### Exercise 1
According to the wedding ceremony excerpt below, what does lighting a unity candle symbolize?

### Selected passage
--

Excerpted from the book
Bridal Style


 
THE CEREMONY

Whether it begins with a march down a church aisle, a cab ride to City Hall, a walk into a trellised garden, or a descent down your own staircase, a marriage ceremony will unite you and the person you love as husband and wife. Regardless of the setting you select, this event is a universal rite that signifies the beginning of a new life together.

The religious or civil service that you choose will establish the basic format of your weding ceremony. Those elements that make a wedding ceremony unique, however, arise from the thoughts and emotions you and your groom choose to share with each other and with your guests and the ways you express these sentiments.

photo not available
Well-wishers fill the church and watch while a unity candle is lit, a gesture symbolizing the joining together of the two families.
Photo: Jonathan Farrer.

 

Writing part or all of your ceremony is one way to express your feelings. Personalized vows that reflect your commitment to each other must come from the heart, and your own words can reaffirm the themes of love, joy, fidelity, and respect that are so meaningful. As you prepare your vows, though, be sure to consult first with the officiant performing your service to determine which, if any, passages may be mandatory.

You may want to have printed wedding programs that include important elements of your ceremony. As a keepsake as well as a guide, these programs can enhance the wedding for your guests by allowing them to follow the service more closely. The program may hold a note of thanks to parents, a description of a unique tradition, a prayer or quotation or poem, or a tribute to a deceased relative or friend. Standard information in a wedding program usually includes the wedding date, location, and time; the names of those in the wedding party; the officiant or co-celebrants; and any musicians or soloists and the titles of the music performed.

The music you select for your wedding will set the tone for your ceremony from the prelude through the final joyous recessional. Whether you're planning to be married in a majestic church or at home or in a more unusual setting, choose music that is appropriate to your wedding environment.

--

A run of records
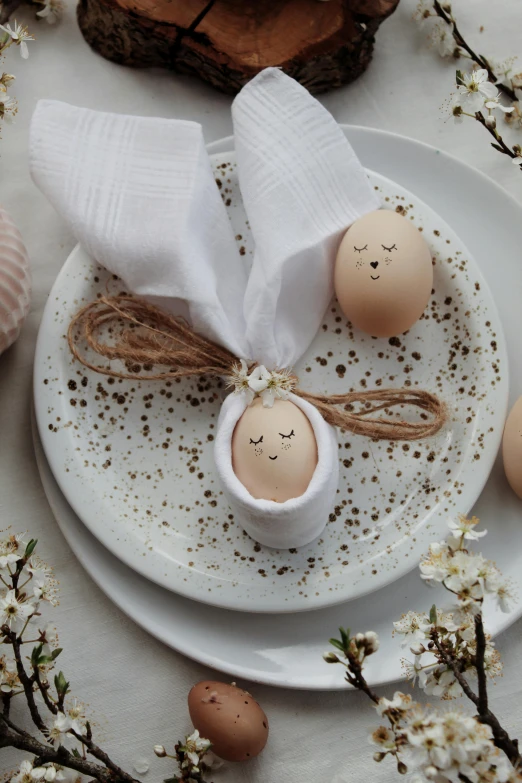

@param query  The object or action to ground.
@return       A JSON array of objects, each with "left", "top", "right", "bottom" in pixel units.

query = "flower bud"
[{"left": 323, "top": 652, "right": 339, "bottom": 663}]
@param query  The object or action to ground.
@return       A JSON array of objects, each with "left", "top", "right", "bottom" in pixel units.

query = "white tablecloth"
[{"left": 0, "top": 0, "right": 522, "bottom": 783}]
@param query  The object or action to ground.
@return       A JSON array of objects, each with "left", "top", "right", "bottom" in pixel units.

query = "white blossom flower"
[
  {"left": 449, "top": 93, "right": 466, "bottom": 125},
  {"left": 494, "top": 582, "right": 517, "bottom": 612},
  {"left": 36, "top": 0, "right": 64, "bottom": 24},
  {"left": 0, "top": 552, "right": 20, "bottom": 571},
  {"left": 393, "top": 611, "right": 430, "bottom": 647},
  {"left": 504, "top": 101, "right": 522, "bottom": 130},
  {"left": 457, "top": 68, "right": 497, "bottom": 112},
  {"left": 419, "top": 665, "right": 463, "bottom": 699},
  {"left": 448, "top": 512, "right": 488, "bottom": 541},
  {"left": 405, "top": 711, "right": 516, "bottom": 783},
  {"left": 31, "top": 764, "right": 65, "bottom": 783},
  {"left": 430, "top": 20, "right": 457, "bottom": 57},
  {"left": 11, "top": 759, "right": 34, "bottom": 783},
  {"left": 49, "top": 712, "right": 71, "bottom": 745},
  {"left": 375, "top": 691, "right": 413, "bottom": 715},
  {"left": 419, "top": 541, "right": 451, "bottom": 582},
  {"left": 0, "top": 655, "right": 20, "bottom": 693},
  {"left": 228, "top": 359, "right": 255, "bottom": 405},
  {"left": 39, "top": 623, "right": 58, "bottom": 655},
  {"left": 0, "top": 536, "right": 25, "bottom": 570},
  {"left": 477, "top": 92, "right": 515, "bottom": 115},
  {"left": 67, "top": 699, "right": 85, "bottom": 734},
  {"left": 0, "top": 73, "right": 16, "bottom": 92},
  {"left": 401, "top": 655, "right": 424, "bottom": 685},
  {"left": 183, "top": 729, "right": 211, "bottom": 766},
  {"left": 0, "top": 590, "right": 35, "bottom": 632},
  {"left": 0, "top": 20, "right": 34, "bottom": 60},
  {"left": 368, "top": 726, "right": 397, "bottom": 753},
  {"left": 413, "top": 0, "right": 436, "bottom": 25},
  {"left": 0, "top": 92, "right": 20, "bottom": 123}
]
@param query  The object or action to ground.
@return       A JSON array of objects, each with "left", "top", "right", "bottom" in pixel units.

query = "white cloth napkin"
[
  {"left": 214, "top": 394, "right": 339, "bottom": 549},
  {"left": 30, "top": 101, "right": 248, "bottom": 356},
  {"left": 232, "top": 68, "right": 380, "bottom": 368},
  {"left": 30, "top": 68, "right": 380, "bottom": 547}
]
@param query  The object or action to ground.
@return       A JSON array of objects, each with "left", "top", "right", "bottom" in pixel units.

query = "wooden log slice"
[{"left": 78, "top": 0, "right": 399, "bottom": 94}]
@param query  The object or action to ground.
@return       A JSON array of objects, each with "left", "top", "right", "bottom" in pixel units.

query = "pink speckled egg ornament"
[{"left": 0, "top": 207, "right": 31, "bottom": 354}]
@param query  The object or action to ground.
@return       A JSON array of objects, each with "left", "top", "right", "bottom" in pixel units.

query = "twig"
[
  {"left": 70, "top": 729, "right": 138, "bottom": 781},
  {"left": 33, "top": 666, "right": 58, "bottom": 715},
  {"left": 433, "top": 0, "right": 518, "bottom": 101},
  {"left": 431, "top": 618, "right": 522, "bottom": 768},
  {"left": 5, "top": 630, "right": 47, "bottom": 735},
  {"left": 431, "top": 630, "right": 478, "bottom": 707},
  {"left": 475, "top": 614, "right": 489, "bottom": 715},
  {"left": 0, "top": 715, "right": 139, "bottom": 783},
  {"left": 475, "top": 111, "right": 522, "bottom": 163}
]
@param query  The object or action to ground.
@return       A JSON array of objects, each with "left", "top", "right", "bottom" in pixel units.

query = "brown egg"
[
  {"left": 502, "top": 397, "right": 522, "bottom": 498},
  {"left": 188, "top": 680, "right": 268, "bottom": 761},
  {"left": 232, "top": 397, "right": 317, "bottom": 503},
  {"left": 334, "top": 209, "right": 433, "bottom": 337}
]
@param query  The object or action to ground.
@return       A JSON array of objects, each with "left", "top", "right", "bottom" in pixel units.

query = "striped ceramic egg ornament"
[{"left": 0, "top": 207, "right": 31, "bottom": 354}]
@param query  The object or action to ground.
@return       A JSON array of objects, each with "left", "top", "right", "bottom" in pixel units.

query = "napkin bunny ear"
[
  {"left": 232, "top": 68, "right": 380, "bottom": 369},
  {"left": 31, "top": 101, "right": 248, "bottom": 356}
]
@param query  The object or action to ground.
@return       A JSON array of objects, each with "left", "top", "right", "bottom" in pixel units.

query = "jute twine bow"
[{"left": 67, "top": 295, "right": 446, "bottom": 440}]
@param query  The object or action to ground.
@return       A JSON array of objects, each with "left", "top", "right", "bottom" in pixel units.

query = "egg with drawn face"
[
  {"left": 232, "top": 397, "right": 317, "bottom": 503},
  {"left": 334, "top": 209, "right": 433, "bottom": 337}
]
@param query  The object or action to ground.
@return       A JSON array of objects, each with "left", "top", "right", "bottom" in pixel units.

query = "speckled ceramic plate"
[{"left": 35, "top": 144, "right": 508, "bottom": 612}]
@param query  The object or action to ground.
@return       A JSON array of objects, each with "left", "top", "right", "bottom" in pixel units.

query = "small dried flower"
[{"left": 0, "top": 20, "right": 34, "bottom": 60}]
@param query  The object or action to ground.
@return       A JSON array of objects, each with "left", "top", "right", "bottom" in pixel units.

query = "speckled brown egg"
[
  {"left": 502, "top": 397, "right": 522, "bottom": 498},
  {"left": 188, "top": 680, "right": 268, "bottom": 761},
  {"left": 335, "top": 209, "right": 433, "bottom": 337}
]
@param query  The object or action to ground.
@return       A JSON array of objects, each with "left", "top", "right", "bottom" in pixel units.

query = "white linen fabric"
[
  {"left": 31, "top": 101, "right": 246, "bottom": 356},
  {"left": 31, "top": 68, "right": 379, "bottom": 369},
  {"left": 214, "top": 394, "right": 339, "bottom": 549},
  {"left": 0, "top": 0, "right": 522, "bottom": 783},
  {"left": 232, "top": 68, "right": 380, "bottom": 369},
  {"left": 31, "top": 68, "right": 379, "bottom": 548}
]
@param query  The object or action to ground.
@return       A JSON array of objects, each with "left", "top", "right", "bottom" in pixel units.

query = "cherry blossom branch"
[
  {"left": 433, "top": 0, "right": 518, "bottom": 101},
  {"left": 0, "top": 715, "right": 138, "bottom": 783},
  {"left": 2, "top": 624, "right": 47, "bottom": 734},
  {"left": 475, "top": 613, "right": 489, "bottom": 715},
  {"left": 475, "top": 111, "right": 522, "bottom": 164}
]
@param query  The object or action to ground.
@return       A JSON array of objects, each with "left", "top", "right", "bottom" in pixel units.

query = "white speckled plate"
[{"left": 35, "top": 136, "right": 508, "bottom": 612}]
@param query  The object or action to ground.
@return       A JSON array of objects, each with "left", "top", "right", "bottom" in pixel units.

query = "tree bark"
[{"left": 78, "top": 0, "right": 399, "bottom": 94}]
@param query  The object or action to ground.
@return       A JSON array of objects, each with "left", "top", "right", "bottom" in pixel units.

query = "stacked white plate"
[{"left": 34, "top": 127, "right": 522, "bottom": 688}]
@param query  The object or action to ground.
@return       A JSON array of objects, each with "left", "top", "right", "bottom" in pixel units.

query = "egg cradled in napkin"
[
  {"left": 0, "top": 207, "right": 31, "bottom": 354},
  {"left": 335, "top": 210, "right": 433, "bottom": 337},
  {"left": 502, "top": 397, "right": 522, "bottom": 499},
  {"left": 188, "top": 680, "right": 268, "bottom": 761},
  {"left": 232, "top": 397, "right": 317, "bottom": 503}
]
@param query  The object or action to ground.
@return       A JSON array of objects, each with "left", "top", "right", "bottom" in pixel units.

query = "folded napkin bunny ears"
[{"left": 31, "top": 68, "right": 430, "bottom": 547}]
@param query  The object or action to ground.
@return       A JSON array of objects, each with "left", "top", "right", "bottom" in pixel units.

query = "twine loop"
[{"left": 67, "top": 294, "right": 446, "bottom": 440}]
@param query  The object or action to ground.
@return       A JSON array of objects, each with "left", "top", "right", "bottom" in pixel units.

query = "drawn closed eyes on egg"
[
  {"left": 232, "top": 398, "right": 317, "bottom": 503},
  {"left": 334, "top": 209, "right": 433, "bottom": 337}
]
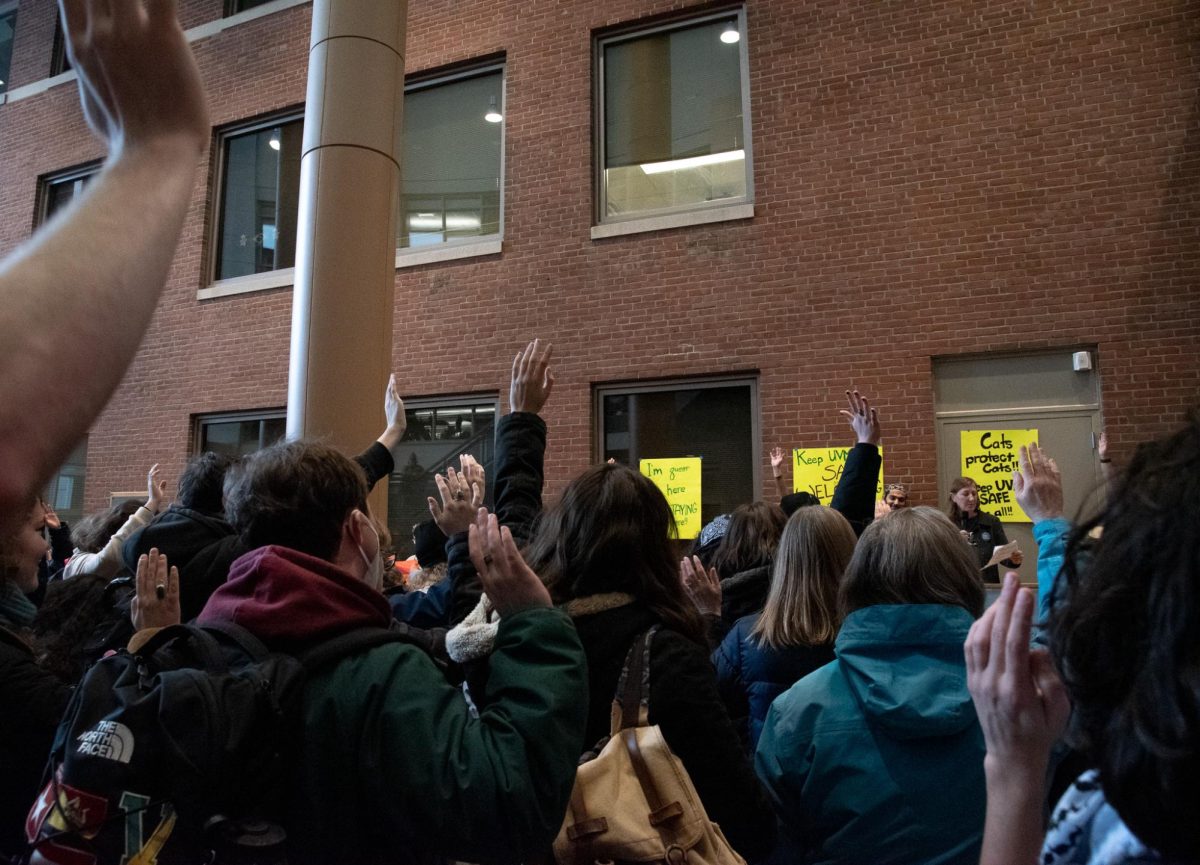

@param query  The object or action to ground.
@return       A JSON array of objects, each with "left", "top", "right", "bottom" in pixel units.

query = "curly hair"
[
  {"left": 713, "top": 501, "right": 787, "bottom": 579},
  {"left": 524, "top": 463, "right": 707, "bottom": 645},
  {"left": 1049, "top": 412, "right": 1200, "bottom": 861},
  {"left": 224, "top": 441, "right": 368, "bottom": 559},
  {"left": 71, "top": 499, "right": 142, "bottom": 553}
]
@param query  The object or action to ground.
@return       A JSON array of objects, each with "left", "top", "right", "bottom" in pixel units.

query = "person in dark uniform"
[{"left": 947, "top": 477, "right": 1022, "bottom": 583}]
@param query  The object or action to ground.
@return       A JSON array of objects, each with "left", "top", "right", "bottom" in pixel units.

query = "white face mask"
[{"left": 359, "top": 515, "right": 383, "bottom": 591}]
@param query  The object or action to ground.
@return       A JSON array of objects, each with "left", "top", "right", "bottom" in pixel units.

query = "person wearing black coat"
[
  {"left": 448, "top": 343, "right": 775, "bottom": 859},
  {"left": 0, "top": 505, "right": 71, "bottom": 857}
]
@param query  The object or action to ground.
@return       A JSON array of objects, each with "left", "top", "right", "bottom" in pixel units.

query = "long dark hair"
[
  {"left": 524, "top": 463, "right": 706, "bottom": 645},
  {"left": 1051, "top": 412, "right": 1200, "bottom": 861},
  {"left": 71, "top": 499, "right": 142, "bottom": 553},
  {"left": 713, "top": 501, "right": 787, "bottom": 579}
]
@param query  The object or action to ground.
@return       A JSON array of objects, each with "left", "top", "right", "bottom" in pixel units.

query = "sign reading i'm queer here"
[
  {"left": 792, "top": 447, "right": 883, "bottom": 505},
  {"left": 960, "top": 430, "right": 1038, "bottom": 523},
  {"left": 641, "top": 457, "right": 701, "bottom": 540}
]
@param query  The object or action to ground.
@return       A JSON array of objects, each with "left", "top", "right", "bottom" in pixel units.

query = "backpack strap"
[
  {"left": 610, "top": 625, "right": 659, "bottom": 735},
  {"left": 133, "top": 625, "right": 228, "bottom": 672},
  {"left": 200, "top": 619, "right": 271, "bottom": 662},
  {"left": 296, "top": 621, "right": 444, "bottom": 673}
]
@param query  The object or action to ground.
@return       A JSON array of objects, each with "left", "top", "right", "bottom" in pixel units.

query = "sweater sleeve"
[
  {"left": 493, "top": 412, "right": 546, "bottom": 546},
  {"left": 62, "top": 505, "right": 154, "bottom": 578},
  {"left": 649, "top": 631, "right": 775, "bottom": 861},
  {"left": 1033, "top": 517, "right": 1070, "bottom": 624},
  {"left": 829, "top": 441, "right": 883, "bottom": 535},
  {"left": 354, "top": 441, "right": 396, "bottom": 492}
]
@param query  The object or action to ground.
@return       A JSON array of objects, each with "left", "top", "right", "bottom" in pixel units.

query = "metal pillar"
[{"left": 288, "top": 0, "right": 408, "bottom": 516}]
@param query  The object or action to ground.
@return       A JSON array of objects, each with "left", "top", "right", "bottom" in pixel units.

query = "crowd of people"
[{"left": 0, "top": 0, "right": 1200, "bottom": 865}]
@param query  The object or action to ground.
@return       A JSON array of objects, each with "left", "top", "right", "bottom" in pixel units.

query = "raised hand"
[
  {"left": 1013, "top": 443, "right": 1063, "bottom": 523},
  {"left": 130, "top": 548, "right": 180, "bottom": 631},
  {"left": 458, "top": 453, "right": 487, "bottom": 499},
  {"left": 59, "top": 0, "right": 211, "bottom": 155},
  {"left": 467, "top": 507, "right": 551, "bottom": 619},
  {"left": 509, "top": 340, "right": 554, "bottom": 414},
  {"left": 146, "top": 463, "right": 167, "bottom": 513},
  {"left": 964, "top": 572, "right": 1070, "bottom": 783},
  {"left": 426, "top": 467, "right": 484, "bottom": 537},
  {"left": 841, "top": 390, "right": 881, "bottom": 446},
  {"left": 679, "top": 555, "right": 721, "bottom": 615}
]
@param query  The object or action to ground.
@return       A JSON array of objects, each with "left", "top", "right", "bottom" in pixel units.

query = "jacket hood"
[
  {"left": 834, "top": 603, "right": 977, "bottom": 739},
  {"left": 197, "top": 546, "right": 391, "bottom": 651}
]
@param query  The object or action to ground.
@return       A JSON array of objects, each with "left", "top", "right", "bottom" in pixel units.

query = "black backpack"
[{"left": 25, "top": 623, "right": 436, "bottom": 865}]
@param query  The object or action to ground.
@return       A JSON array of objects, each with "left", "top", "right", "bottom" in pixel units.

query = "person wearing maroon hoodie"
[{"left": 198, "top": 441, "right": 588, "bottom": 863}]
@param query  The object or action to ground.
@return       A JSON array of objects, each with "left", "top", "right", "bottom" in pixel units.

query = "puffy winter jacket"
[{"left": 755, "top": 603, "right": 986, "bottom": 865}]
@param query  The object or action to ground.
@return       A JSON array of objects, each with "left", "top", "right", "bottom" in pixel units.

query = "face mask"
[{"left": 359, "top": 515, "right": 383, "bottom": 591}]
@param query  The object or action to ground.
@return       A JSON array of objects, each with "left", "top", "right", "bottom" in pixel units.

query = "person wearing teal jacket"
[{"left": 755, "top": 507, "right": 986, "bottom": 865}]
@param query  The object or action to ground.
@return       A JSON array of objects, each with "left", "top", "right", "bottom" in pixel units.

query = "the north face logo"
[{"left": 76, "top": 721, "right": 133, "bottom": 763}]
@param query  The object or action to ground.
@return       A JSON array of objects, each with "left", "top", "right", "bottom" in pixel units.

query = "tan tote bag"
[{"left": 554, "top": 626, "right": 745, "bottom": 865}]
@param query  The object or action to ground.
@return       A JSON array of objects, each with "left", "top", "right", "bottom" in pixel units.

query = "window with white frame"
[
  {"left": 388, "top": 396, "right": 499, "bottom": 559},
  {"left": 212, "top": 115, "right": 304, "bottom": 280},
  {"left": 196, "top": 410, "right": 288, "bottom": 457},
  {"left": 596, "top": 8, "right": 751, "bottom": 222},
  {"left": 0, "top": 2, "right": 17, "bottom": 94},
  {"left": 595, "top": 378, "right": 760, "bottom": 523},
  {"left": 37, "top": 163, "right": 100, "bottom": 224},
  {"left": 396, "top": 65, "right": 504, "bottom": 250}
]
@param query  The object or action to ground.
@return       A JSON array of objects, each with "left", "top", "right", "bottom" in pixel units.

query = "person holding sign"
[{"left": 947, "top": 477, "right": 1022, "bottom": 583}]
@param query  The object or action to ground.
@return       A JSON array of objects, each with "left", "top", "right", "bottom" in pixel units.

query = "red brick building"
[{"left": 0, "top": 0, "right": 1200, "bottom": 554}]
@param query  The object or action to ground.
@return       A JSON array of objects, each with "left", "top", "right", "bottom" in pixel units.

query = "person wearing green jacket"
[
  {"left": 755, "top": 507, "right": 986, "bottom": 865},
  {"left": 198, "top": 441, "right": 588, "bottom": 865}
]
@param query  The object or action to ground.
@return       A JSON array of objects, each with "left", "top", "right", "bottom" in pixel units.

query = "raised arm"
[
  {"left": 829, "top": 390, "right": 883, "bottom": 535},
  {"left": 964, "top": 572, "right": 1070, "bottom": 865},
  {"left": 0, "top": 0, "right": 210, "bottom": 525},
  {"left": 770, "top": 445, "right": 787, "bottom": 498},
  {"left": 493, "top": 340, "right": 554, "bottom": 545}
]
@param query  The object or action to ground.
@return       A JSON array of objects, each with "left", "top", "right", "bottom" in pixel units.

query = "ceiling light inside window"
[{"left": 642, "top": 150, "right": 746, "bottom": 174}]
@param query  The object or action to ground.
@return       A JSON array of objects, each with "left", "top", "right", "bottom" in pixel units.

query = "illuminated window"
[
  {"left": 595, "top": 378, "right": 760, "bottom": 523},
  {"left": 214, "top": 115, "right": 304, "bottom": 280},
  {"left": 396, "top": 66, "right": 504, "bottom": 250},
  {"left": 596, "top": 10, "right": 751, "bottom": 222}
]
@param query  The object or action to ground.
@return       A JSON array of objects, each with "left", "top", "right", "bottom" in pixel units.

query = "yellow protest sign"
[
  {"left": 960, "top": 430, "right": 1038, "bottom": 523},
  {"left": 792, "top": 447, "right": 883, "bottom": 505},
  {"left": 641, "top": 457, "right": 701, "bottom": 540}
]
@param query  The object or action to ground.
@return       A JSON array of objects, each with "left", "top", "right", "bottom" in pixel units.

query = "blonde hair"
[
  {"left": 838, "top": 507, "right": 984, "bottom": 619},
  {"left": 750, "top": 505, "right": 854, "bottom": 649}
]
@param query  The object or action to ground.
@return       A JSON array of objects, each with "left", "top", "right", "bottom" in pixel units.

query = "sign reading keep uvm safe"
[
  {"left": 792, "top": 447, "right": 883, "bottom": 505},
  {"left": 960, "top": 430, "right": 1038, "bottom": 523},
  {"left": 641, "top": 457, "right": 701, "bottom": 540}
]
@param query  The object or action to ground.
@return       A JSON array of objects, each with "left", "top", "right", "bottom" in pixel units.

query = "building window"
[
  {"left": 42, "top": 435, "right": 88, "bottom": 525},
  {"left": 214, "top": 116, "right": 304, "bottom": 280},
  {"left": 196, "top": 412, "right": 288, "bottom": 457},
  {"left": 38, "top": 164, "right": 100, "bottom": 224},
  {"left": 596, "top": 10, "right": 751, "bottom": 222},
  {"left": 595, "top": 379, "right": 760, "bottom": 524},
  {"left": 50, "top": 17, "right": 71, "bottom": 77},
  {"left": 226, "top": 0, "right": 271, "bottom": 18},
  {"left": 0, "top": 2, "right": 17, "bottom": 94},
  {"left": 396, "top": 66, "right": 504, "bottom": 250},
  {"left": 388, "top": 397, "right": 498, "bottom": 559}
]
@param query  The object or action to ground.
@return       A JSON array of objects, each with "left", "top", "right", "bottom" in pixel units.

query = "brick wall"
[{"left": 0, "top": 0, "right": 1200, "bottom": 506}]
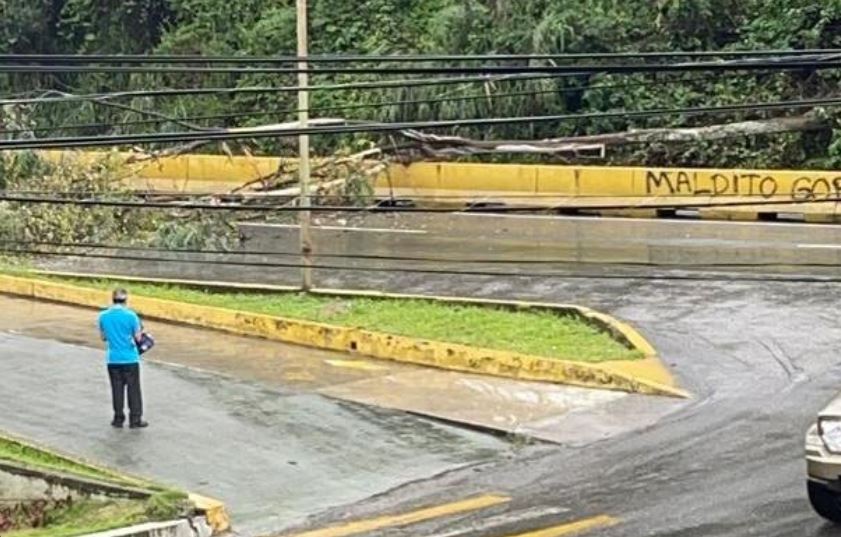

--

### Exercise 2
List every line of the listing that contains the word "hair".

### Expected output 1
It symbolizes the joining together of the two families.

### Expected output 2
query = "curly hair"
query = "long dark hair"
query = "blonde hair"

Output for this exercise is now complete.